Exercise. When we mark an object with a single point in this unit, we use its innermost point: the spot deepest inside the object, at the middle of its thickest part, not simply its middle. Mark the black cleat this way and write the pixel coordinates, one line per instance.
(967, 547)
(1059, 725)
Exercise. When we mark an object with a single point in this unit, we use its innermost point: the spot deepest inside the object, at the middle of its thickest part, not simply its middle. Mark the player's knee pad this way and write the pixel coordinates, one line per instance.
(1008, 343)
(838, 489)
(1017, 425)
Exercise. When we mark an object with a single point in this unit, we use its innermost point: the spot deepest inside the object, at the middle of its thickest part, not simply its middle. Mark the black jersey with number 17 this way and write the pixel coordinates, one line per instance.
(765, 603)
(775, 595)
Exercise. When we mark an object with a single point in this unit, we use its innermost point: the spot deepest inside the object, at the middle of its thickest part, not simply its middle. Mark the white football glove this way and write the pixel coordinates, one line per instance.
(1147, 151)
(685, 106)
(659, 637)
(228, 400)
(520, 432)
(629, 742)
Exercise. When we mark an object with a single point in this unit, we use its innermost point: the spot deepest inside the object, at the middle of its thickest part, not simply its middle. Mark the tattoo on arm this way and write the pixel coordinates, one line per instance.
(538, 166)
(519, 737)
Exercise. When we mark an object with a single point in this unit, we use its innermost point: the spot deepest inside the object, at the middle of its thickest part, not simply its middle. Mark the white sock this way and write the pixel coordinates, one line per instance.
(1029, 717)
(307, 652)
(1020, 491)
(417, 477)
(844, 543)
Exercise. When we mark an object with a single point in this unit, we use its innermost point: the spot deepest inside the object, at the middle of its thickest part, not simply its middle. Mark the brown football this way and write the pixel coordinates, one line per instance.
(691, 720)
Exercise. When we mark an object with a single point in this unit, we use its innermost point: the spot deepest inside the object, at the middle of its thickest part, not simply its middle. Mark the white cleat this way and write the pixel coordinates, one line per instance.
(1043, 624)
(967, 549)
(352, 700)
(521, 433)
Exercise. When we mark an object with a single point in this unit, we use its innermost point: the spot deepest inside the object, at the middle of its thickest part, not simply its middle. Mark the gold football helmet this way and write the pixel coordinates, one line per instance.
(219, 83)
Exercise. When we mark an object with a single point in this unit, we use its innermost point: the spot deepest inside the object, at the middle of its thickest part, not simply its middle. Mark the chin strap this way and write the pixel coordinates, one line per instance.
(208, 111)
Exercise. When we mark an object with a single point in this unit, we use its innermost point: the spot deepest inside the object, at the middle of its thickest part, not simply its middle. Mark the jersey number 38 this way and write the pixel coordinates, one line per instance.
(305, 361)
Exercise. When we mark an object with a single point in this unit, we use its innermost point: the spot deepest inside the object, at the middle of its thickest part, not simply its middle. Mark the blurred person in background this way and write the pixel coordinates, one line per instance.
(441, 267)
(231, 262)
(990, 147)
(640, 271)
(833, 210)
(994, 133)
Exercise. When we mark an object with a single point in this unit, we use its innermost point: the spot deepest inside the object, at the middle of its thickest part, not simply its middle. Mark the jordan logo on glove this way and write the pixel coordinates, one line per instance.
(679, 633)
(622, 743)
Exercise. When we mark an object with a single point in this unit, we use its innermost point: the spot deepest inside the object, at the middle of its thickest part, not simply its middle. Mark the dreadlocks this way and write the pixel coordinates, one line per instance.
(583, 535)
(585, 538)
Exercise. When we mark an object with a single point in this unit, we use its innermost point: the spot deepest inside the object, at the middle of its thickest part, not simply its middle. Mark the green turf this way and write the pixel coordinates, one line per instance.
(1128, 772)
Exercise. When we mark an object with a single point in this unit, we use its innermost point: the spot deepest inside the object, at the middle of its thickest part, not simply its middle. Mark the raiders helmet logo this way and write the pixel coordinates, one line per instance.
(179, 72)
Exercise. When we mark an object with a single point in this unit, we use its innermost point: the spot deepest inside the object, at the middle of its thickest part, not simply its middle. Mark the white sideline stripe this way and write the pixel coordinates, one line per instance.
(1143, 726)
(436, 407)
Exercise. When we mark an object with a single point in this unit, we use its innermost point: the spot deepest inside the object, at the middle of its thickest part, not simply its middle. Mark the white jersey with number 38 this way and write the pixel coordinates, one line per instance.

Work instructions - Copy out every row again, swapping "innermost point" for "core point" wherever it occurs and leaving everything else unchanged.

Task response -
Exercise. When we mark an object with a single point in this unit, we use its core point: the spot deepest inside the object, at the middle of its thickest part, not simply its middle. Mark the black cleat this way and write the pixel coordinates, one line per instance.
(967, 547)
(1059, 725)
Exercise. When we mark an object with a single point in this unit, we use its core point: the spot deepest inside the object, at the middle of its thickest part, not simply its middle. Mark the player's knee pad this way and write the pixel coordinates, one line per instance.
(1008, 343)
(838, 489)
(1017, 425)
Exercise. When we mark an object with a single point in this unit, we use its core point: the spot deepest inside the object, at the middle of its thickest part, not simply its middle. Mark the black jersey with number 17 this way and write the pixel coordinates, one line per instance.
(765, 603)
(775, 595)
Exercise. When we mark an object with a single point in this unit, we use its core point: the spot deepest inside the object, at the middle of its thickest part, not simply its middle. Mark the white football glove this way and write the pixel coordinates, one line per instance.
(1147, 151)
(685, 106)
(659, 637)
(228, 400)
(520, 432)
(629, 742)
Exercise. When we mark an object with a single point in this unit, we use its core point: the spot deepest inside the object, at the middle of its thickest part, not simply its middle. Mark the tattoo on arm this way and write the pixel coordinates, one line per instance.
(538, 166)
(519, 737)
Exercise. When we mark an object with a single point in this unit, we use its core point: the spot deepest inside the object, at the middle of its thickest part, not simply its middle. Mark the white sock this way and write the pixel coordinates, one line per instance.
(1029, 717)
(307, 652)
(1020, 491)
(417, 477)
(844, 543)
Exercise. When we mark an object with a single point in this unit, we use its core point: the spot deepest inside the object, at the middle of its thickest part, not simply its middle. Mark the brown football this way and write the pixel coordinates, one line per instance.
(691, 720)
Exercise. When we mark an object with a single point in this unit, we use its core point: the spot deepest inside the object, at the middle of its thickest part, not simply its middle. Mark the white cleat this way and write the pixel coordinates, one line per instance.
(1043, 624)
(967, 549)
(352, 700)
(521, 433)
Exercise. When we mark an object with a single point in this unit, we use its core point: the spot deepest inside the object, at the middle of its thickest part, not simply its middle. Mark the gold football helmet this way and write the pixel coordinates, one line per instance.
(219, 83)
Exercise. When we mark an object with a single point in this unit, we use its core point: the spot deepest inside the object, at the middle of its thickest part, not simply its middle. Mark the chin strap this way and write the pixel coordinates, one line per instance.
(208, 111)
Exercise. When we mark an object with a single point in this unit, we use its core point: the spot deepest inside the object, at the middle of its thickest part, not simply its middle. Mark the jersey number 38 this way and write the pixel coordinates, one line per instance.
(305, 361)
Exercise. When we mark an object with a single point in this unit, we use its core point: the spot deepest inside the object, at the middle of its thickest part, not simply its middle. Mark the blurred person in background this way and write the pixel coordinates, one line per instance.
(441, 267)
(231, 262)
(990, 147)
(640, 271)
(833, 210)
(994, 133)
Exercise. When we mark an object with a single point in this unit, we use its core point: the spot deepest inside the object, at the middle of its thickest part, not simply its middle. Mark the jordan logo on glove this way and write the pixel coordinates, one line per instance.
(679, 633)
(622, 743)
Exercise. When we mark an object with a single point in this unit, we use its core point: the spot deepest inside the object, at the middle of its thickest part, not simply its middle. Mark the dreadlocks this way and write the pixel coordinates, one line per instance.
(583, 535)
(585, 538)
Exercise. When we mark an object with a single point in this unit, we use its core point: the spot deepest inside the object, at the middle of its thickest part, not simply its middle. Mark the green turf this way and write the pixel coordinates, one line per instance.
(1128, 772)
Exercise. When we mark an object with a single point in this unit, we use its core point: the spot deepest inside the object, at the middle of its thickest part, not simply its middle. Mark the raiders helmet logo this way and write the pixel coordinates, one line per instance.
(179, 72)
Exercise. When we mark an object with a single point in this unit, we use its core point: the spot deepest inside the object, at the middle of its thickest part, not simply its middle. Mark the white sideline stripe this way and write the pixel coordinates, one line per instance.
(1143, 726)
(436, 407)
Exercise. When we mark an object with a single point in this unit, we use its core point: the spot deepest inside the object, at the middle of its thickest part, not simply its middle. Mark the white jersey with number 38 this way and write the pixel coordinates, one line per instance.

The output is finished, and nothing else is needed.